== What you have to do ==
Give back the whole listing exactly as it is written.

== Available data ==
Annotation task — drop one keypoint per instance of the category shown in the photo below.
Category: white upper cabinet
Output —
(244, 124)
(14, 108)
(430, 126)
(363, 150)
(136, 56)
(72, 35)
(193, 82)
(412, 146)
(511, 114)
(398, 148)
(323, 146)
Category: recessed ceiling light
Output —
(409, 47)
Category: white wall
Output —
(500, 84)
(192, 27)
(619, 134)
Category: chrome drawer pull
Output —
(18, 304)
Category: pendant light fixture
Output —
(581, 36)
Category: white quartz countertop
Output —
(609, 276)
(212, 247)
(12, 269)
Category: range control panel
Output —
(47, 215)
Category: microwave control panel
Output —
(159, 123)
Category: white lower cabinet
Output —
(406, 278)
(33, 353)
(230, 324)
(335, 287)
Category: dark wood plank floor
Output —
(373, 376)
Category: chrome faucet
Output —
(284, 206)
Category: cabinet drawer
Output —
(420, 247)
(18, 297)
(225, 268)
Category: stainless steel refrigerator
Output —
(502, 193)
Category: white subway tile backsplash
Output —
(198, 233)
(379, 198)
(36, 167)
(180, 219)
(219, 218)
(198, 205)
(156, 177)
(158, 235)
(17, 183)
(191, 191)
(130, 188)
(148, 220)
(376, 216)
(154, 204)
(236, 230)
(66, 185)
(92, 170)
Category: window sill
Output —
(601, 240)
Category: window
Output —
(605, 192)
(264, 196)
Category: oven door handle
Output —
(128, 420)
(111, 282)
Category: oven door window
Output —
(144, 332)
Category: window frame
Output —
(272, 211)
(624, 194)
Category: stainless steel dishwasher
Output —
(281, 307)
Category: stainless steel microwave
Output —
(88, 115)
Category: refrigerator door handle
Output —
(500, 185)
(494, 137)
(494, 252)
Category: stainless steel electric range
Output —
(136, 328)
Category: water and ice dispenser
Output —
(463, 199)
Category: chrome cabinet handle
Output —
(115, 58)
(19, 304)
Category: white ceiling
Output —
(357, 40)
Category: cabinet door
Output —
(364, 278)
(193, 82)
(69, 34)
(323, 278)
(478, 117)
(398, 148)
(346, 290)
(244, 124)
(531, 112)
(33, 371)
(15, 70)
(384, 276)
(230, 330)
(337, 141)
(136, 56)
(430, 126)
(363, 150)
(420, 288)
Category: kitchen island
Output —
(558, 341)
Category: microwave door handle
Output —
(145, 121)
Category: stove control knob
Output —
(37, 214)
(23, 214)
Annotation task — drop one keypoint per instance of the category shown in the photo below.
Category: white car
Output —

== Expected output ==
Annotation task — drop one keypoint per instance of the category shown in the photo below.
Category: white upper cabinet
Output —
(244, 124)
(14, 108)
(430, 126)
(363, 150)
(136, 56)
(72, 35)
(193, 82)
(412, 146)
(511, 114)
(398, 148)
(323, 146)
Category: recessed ceiling light
Output —
(409, 47)
Category: white wall
Output —
(500, 84)
(192, 27)
(619, 134)
Category: chrome drawer pull
Output —
(18, 304)
Category: pendant light fixture
Output —
(581, 36)
Category: white quartz countertop
Output —
(609, 276)
(212, 247)
(12, 269)
Category: range control panel
Output —
(47, 215)
Category: microwave control panel
Output —
(159, 123)
Category: white lower cabinet
Output —
(406, 278)
(33, 353)
(230, 324)
(335, 287)
Category: dark wood plank floor
Output —
(373, 376)
Category: chrome faucet
Output —
(284, 206)
Category: cabinet drawer
Output —
(420, 247)
(18, 297)
(225, 268)
Category: stainless steel refrigerator
Output —
(502, 193)
Category: white subway tile backsplash
Output —
(198, 233)
(379, 198)
(36, 167)
(180, 219)
(219, 218)
(198, 205)
(156, 177)
(158, 235)
(17, 183)
(191, 191)
(130, 188)
(148, 220)
(376, 216)
(154, 204)
(236, 230)
(66, 185)
(92, 170)
Category: window sill
Output —
(601, 240)
Category: window
Output —
(605, 192)
(264, 196)
Category: oven door handle
Output —
(128, 420)
(111, 282)
Category: oven door window
Output —
(144, 332)
Category: window frame
Output —
(272, 211)
(624, 194)
Category: stainless steel dishwasher
Output —
(281, 307)
Category: stainless steel microwave
Output —
(88, 115)
Category: refrigerator door handle
Output —
(500, 185)
(494, 137)
(494, 252)
Category: stainless steel electric range
Output —
(136, 328)
Category: water and ice dispenser
Output —
(463, 199)
Category: chrome cabinet handle
Output —
(115, 58)
(19, 304)
Category: white ceiling
Output —
(357, 40)
Category: cabinet door
Output —
(364, 278)
(193, 82)
(69, 34)
(323, 278)
(478, 117)
(398, 148)
(346, 290)
(244, 124)
(531, 112)
(33, 371)
(15, 70)
(384, 276)
(230, 330)
(337, 141)
(136, 56)
(430, 126)
(363, 150)
(420, 288)
Category: kitchen island
Output —
(558, 341)
Category: microwave door handle
Output —
(145, 121)
Category: stove control knob
Output —
(37, 214)
(23, 214)
Annotation task — drop one keypoint per instance of the category shown in the photo below.
Category: white car
Output —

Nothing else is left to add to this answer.